▶ _Texto apresentado_:
Beleza de resenha, sòmente senti falta de algumas faixas como "aperitivo", como costuma acontecer nas resenhas do Jazzseen...

John Lester disse...

Prezado Edù, obrigado por mais uma excelente colaboração.

Grande abraço, JL.

Anônimo disse...

Muito bem lembrado, Edu, apesar da falta de sucesso comercial, considero uma das vozes femininas das mais presentes no inconsciente coletivo, principalmente em filmes, e outros ambientes ditos "cult" ou "marginais".
Grande e marcante voz

Danilo Toli disse...

estive com o lester ontem e ele me disse que esta dificil de colocar musicas - o boomp3 esta engarrafado

Salsa disse...

Boa resenha, Edu.

Rogério Coimbra disse...

Suplente?? Pegou mal.

Anônimo disse...

Liga não Edù, o Rogério (ou seria Astolfo?) gosta de ouvir Julie London. Pode?

Anônimo disse...

blog bom hein, nao conhecia

Anônimo disse...

Amigos, agradeço sempre sua atenção ,consideração e opinião às minhas rudimentares palavras.Edú

Anônimo disse...

Jazzseen , sempre atento, colocou ao menos uma faixa na bela voz de Sarah Vaughan! Embelezou o post!

Unknown disse...

Suplente?
hehehe...esse cara é um pândego...tem certas coisas que nao se deve falar...ficar de boca fechada é melhor...

Beto Kessel disse...

Tive How long has this been going on em vinil...Um album que cansei de ouvir...Atraves dele, me lembro da grande Sarah Vaughan...

Abracos,

Beto Kessel

Anônimo disse...

Kessel,sua opinião é sempre bem vinda.A casa é sua.Edú.

Registros de anotação de posição

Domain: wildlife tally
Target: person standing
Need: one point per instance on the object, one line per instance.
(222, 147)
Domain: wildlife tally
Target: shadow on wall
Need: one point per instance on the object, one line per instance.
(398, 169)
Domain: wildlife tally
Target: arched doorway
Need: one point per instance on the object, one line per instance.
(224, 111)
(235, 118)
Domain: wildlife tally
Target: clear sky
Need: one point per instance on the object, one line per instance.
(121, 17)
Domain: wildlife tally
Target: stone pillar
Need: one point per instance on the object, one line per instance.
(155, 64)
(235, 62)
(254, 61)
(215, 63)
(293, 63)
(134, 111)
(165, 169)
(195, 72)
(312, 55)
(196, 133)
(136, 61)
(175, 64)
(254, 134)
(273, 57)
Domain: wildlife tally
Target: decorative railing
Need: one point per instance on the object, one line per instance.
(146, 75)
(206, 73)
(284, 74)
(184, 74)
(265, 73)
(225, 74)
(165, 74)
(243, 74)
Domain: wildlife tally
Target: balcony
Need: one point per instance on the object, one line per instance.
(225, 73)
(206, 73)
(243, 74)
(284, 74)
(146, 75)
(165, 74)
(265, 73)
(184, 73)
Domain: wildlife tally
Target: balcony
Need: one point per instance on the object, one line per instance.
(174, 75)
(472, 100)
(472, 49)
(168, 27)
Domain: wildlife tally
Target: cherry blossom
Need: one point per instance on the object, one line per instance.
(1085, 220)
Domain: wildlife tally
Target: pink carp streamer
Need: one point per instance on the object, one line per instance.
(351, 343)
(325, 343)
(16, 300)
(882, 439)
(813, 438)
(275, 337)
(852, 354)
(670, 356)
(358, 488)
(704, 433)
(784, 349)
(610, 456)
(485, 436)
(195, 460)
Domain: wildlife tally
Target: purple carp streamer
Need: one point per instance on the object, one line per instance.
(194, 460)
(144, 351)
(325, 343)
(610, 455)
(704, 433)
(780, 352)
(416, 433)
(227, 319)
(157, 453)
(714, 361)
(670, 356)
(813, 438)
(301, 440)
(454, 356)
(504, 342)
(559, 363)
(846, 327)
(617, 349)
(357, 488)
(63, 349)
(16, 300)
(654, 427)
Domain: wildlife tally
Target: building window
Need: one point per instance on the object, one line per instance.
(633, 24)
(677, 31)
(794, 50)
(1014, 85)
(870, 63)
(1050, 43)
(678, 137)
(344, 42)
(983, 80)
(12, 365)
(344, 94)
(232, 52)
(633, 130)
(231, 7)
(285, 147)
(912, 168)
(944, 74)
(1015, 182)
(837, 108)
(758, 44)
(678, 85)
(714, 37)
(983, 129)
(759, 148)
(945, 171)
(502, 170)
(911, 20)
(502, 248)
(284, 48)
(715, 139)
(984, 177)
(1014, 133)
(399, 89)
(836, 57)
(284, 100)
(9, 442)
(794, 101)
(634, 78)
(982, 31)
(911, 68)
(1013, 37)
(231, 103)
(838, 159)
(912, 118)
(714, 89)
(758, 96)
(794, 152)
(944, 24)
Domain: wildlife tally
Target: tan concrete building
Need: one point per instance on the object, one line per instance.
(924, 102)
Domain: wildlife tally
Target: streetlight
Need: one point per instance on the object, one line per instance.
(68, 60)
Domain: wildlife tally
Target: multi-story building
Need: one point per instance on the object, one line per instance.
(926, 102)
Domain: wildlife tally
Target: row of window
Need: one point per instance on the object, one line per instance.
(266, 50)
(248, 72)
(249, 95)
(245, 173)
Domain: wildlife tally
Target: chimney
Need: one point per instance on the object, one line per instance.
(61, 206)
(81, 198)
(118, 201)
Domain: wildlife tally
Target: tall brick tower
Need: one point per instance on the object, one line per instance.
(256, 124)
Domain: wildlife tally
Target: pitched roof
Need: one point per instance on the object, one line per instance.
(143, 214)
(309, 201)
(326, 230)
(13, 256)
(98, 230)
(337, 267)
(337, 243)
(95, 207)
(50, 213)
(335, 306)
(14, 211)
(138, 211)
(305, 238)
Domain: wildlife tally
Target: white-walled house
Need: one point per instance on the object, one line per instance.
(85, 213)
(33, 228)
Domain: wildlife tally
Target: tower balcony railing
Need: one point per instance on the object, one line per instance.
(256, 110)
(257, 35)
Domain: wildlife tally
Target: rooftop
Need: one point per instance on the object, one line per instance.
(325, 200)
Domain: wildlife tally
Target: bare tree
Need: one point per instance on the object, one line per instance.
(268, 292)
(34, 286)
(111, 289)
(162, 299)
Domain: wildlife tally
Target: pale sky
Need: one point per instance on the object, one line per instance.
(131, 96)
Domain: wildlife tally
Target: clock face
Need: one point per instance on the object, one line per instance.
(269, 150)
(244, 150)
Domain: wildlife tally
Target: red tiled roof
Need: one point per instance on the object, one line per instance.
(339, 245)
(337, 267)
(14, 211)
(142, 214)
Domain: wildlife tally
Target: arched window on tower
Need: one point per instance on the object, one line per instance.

▶ _Problema proposto_:
Devolva, sem nenhuma alteração, o trecho dos comentários da resenha que começa nas palavras "Unknown disse..." e para logo depois de "Beto Kessel disse...". As linhas são um material à parte, independente dos comentários da resenha.

▶ _Resultado final_:
Unknown disse...

Suplente?
hehehe...esse cara é um pândego...tem certas coisas que nao se deve falar...ficar de boca fechada é melhor...

Beto Kessel disse...